WHAT IS NEEDED >> For the entries that follow, restate word for word the line containing "leg in this", the line containing "The service MUST return one point per instance of the sneaker", and every line that lies between them.

INPUT RECORDS >>
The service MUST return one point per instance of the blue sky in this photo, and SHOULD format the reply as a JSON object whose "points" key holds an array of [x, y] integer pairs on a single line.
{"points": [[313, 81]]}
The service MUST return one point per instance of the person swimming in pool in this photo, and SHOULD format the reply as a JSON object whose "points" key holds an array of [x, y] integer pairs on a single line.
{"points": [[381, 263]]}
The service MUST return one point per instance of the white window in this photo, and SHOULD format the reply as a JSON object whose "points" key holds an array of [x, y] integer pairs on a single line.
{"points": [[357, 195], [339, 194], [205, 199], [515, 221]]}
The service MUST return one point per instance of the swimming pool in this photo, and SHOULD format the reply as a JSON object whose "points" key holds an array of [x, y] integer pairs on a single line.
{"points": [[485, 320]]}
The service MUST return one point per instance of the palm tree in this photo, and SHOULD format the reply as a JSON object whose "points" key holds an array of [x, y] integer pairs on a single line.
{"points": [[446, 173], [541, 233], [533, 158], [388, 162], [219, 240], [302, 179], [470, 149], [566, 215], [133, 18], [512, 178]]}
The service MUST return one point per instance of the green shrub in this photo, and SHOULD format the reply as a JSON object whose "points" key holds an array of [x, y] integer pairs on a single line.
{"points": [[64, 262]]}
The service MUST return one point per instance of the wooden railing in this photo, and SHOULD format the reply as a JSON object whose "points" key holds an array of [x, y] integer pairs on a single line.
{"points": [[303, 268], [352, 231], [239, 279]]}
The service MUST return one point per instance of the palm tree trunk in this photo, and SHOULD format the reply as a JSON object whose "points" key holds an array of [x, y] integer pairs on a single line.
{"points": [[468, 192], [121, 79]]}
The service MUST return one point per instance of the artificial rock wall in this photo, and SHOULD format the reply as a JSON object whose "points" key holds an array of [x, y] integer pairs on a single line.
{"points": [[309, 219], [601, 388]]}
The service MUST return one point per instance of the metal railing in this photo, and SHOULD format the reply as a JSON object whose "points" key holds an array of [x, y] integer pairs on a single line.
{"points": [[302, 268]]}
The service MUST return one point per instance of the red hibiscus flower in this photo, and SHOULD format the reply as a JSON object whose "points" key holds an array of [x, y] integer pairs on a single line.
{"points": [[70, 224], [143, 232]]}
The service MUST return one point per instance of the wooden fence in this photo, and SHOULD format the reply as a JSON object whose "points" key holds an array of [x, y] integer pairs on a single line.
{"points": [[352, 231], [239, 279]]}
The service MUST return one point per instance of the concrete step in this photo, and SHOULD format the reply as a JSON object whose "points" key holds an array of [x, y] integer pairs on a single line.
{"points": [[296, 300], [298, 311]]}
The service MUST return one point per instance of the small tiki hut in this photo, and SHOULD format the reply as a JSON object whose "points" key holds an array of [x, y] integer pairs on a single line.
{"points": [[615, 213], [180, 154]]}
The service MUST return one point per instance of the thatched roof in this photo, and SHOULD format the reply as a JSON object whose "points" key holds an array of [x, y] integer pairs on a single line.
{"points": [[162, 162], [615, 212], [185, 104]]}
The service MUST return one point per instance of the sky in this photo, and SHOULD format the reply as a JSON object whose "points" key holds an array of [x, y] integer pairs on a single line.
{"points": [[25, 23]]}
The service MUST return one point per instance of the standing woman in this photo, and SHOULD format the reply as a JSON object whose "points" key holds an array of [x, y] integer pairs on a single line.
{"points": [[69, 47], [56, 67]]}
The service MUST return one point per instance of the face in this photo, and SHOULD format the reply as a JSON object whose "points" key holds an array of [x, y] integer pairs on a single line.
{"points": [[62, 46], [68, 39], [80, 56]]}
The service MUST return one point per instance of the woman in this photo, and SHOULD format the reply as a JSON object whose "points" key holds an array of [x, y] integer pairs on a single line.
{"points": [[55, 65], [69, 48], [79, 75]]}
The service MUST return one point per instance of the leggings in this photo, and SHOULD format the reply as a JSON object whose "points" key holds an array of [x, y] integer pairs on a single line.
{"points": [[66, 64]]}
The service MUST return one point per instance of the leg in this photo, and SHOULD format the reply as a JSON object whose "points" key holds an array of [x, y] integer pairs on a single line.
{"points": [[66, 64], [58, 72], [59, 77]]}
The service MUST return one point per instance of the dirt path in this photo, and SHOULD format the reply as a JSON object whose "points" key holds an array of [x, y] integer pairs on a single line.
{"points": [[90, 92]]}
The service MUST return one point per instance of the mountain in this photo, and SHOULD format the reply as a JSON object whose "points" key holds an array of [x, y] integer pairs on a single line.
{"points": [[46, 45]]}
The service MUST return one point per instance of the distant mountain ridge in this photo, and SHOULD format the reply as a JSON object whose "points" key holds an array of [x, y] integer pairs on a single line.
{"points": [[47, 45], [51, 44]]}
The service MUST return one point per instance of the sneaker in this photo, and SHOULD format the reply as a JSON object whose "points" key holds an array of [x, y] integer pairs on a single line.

* * *

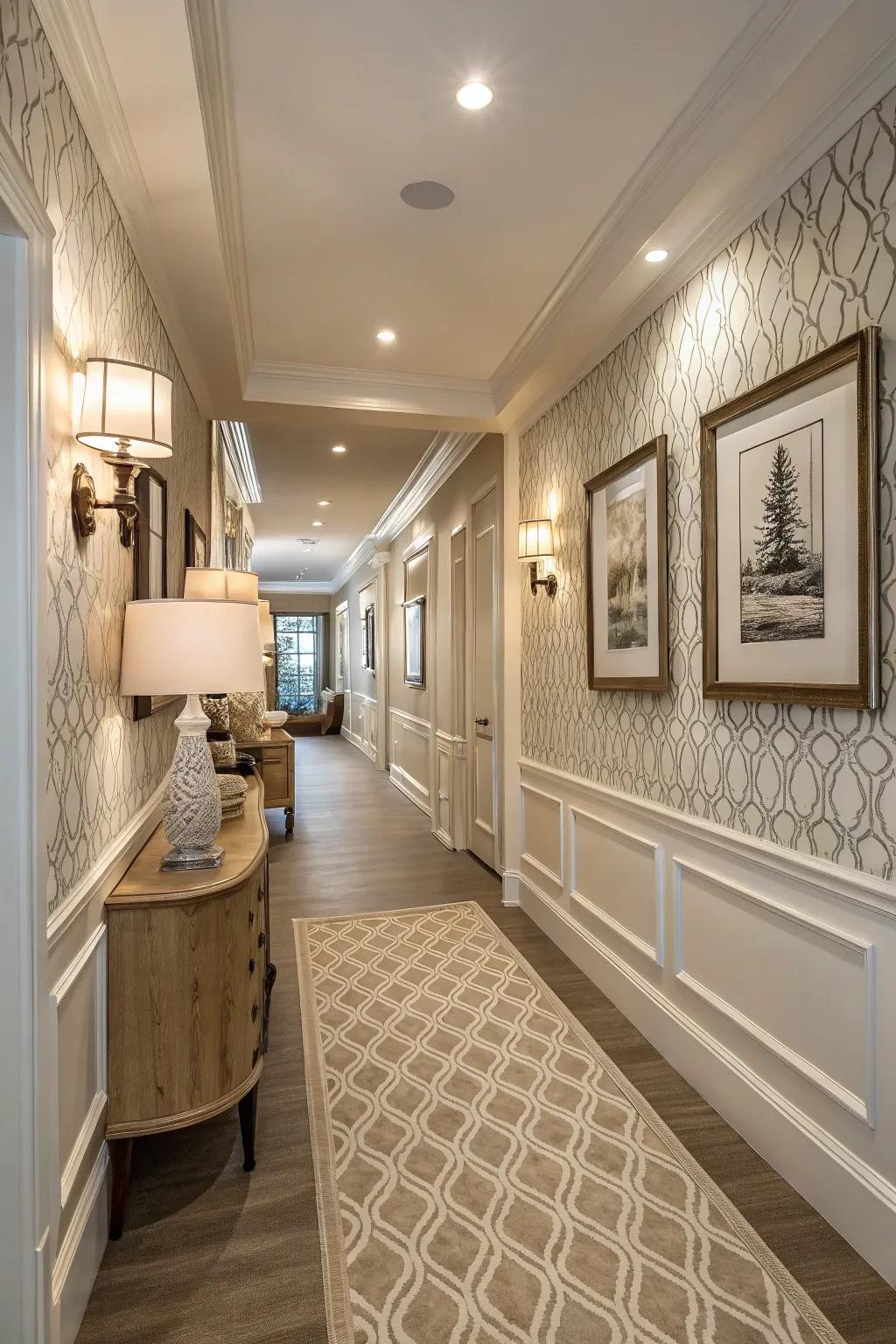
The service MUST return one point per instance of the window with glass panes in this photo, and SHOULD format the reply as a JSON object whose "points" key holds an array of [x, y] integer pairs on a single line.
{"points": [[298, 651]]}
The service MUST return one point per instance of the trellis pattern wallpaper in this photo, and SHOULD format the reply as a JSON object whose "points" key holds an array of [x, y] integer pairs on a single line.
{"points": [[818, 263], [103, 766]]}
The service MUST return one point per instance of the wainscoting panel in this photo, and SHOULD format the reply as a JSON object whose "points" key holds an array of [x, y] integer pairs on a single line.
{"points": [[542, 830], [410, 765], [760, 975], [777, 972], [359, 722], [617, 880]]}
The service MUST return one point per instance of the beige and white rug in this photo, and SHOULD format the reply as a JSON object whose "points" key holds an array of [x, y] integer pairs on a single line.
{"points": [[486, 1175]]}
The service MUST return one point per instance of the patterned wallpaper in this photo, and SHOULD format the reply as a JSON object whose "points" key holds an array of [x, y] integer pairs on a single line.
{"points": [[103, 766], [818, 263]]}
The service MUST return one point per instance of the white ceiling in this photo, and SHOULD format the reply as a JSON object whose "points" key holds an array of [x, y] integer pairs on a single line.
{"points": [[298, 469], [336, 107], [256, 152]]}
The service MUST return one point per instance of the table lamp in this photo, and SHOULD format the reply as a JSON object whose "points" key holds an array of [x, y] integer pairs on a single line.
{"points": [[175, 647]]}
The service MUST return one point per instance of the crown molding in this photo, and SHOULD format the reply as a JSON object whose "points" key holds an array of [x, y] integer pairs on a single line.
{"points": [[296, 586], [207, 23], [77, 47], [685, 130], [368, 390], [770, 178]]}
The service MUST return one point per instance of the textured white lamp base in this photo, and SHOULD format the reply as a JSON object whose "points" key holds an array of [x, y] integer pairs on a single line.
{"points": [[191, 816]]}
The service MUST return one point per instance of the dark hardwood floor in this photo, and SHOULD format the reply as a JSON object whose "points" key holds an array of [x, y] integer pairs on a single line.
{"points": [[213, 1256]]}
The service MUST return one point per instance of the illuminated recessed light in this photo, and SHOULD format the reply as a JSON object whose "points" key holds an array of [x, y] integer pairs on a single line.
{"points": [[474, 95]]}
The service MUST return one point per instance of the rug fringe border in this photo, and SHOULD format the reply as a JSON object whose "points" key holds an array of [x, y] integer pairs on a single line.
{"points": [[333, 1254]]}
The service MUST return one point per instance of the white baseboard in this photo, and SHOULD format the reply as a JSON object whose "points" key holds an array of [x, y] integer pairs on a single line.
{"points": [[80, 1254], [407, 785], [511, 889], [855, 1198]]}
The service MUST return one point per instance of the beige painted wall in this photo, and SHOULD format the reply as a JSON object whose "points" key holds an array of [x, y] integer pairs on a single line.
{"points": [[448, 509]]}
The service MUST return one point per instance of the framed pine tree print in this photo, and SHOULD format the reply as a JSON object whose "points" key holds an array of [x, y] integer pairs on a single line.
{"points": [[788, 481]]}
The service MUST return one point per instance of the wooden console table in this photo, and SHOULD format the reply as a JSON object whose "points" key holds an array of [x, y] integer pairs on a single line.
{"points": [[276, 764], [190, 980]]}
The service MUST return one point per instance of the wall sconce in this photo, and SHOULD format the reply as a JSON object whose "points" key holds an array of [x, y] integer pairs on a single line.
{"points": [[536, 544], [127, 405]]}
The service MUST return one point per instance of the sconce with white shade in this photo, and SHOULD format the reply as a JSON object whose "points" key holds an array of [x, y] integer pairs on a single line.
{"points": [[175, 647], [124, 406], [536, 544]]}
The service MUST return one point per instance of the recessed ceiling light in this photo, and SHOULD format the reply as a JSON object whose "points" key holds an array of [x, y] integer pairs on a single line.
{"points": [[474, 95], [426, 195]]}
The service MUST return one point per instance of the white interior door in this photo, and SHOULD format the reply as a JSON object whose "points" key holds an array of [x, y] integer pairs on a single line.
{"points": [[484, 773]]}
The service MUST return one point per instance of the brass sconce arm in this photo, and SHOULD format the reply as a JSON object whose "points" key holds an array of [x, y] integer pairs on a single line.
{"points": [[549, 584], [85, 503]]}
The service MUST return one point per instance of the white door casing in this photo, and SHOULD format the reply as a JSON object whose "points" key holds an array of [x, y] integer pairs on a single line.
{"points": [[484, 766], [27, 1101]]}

REPLY >>
The service MUST return one point per instance of the leg in this photo, and SHOULD format the reply as a JSON object whose "points" key holds an array of [x, y] integer pairs on a single line.
{"points": [[66, 64], [58, 72], [59, 77]]}
The service MUST return one point per instance of the dirt path in this photo, and SHOULD format the reply as a JSON object whose "points" key holds an array of [x, y] integer pairs on a single line.
{"points": [[90, 92]]}
The service MUST return one point per instance of the mountain in this photo, and SHOULD format the reply as a JSON object whose "points" key holds an array of [x, y] integer pairs on a single line.
{"points": [[46, 45]]}
The service MUST return one point per instance of the distant mountain ridge in this photo, and SHOULD format the reply as a JSON object whose "points" key holds an array of [x, y] integer pairs on a single line.
{"points": [[47, 45], [51, 44]]}
The service MUST return one point per instance of the sneaker in this photo, and SHOULD format the reply as a JSON object whose "points" key holds an array of [x, y] integer pairs on a single line.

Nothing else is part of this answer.